▶ _Request_
Output each line of the listing below as a row in a Markdown table with the columns "No." and "Line", skipping blank lines. Leave the pictures out.

▶ _Entries supplied_
------
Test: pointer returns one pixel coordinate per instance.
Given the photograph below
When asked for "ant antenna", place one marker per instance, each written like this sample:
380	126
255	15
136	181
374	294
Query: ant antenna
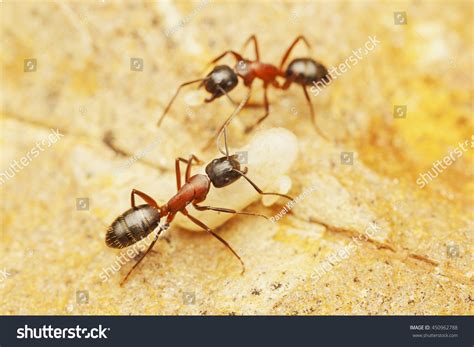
224	127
------
▶ _Final result_
| No. | Line |
|---|---|
| 1 | Test: pointer returns one pixel coordinate per instance. |
| 2 | Given the photograph below |
| 3 | When asked for "ant antenna", place one marker per instance, each written like this sample: |
| 4 | 380	126 |
| 5 | 255	15 |
| 6 | 136	181 |
| 7 | 374	294 |
| 8 | Query: ant antenna |
| 9 | 224	127 |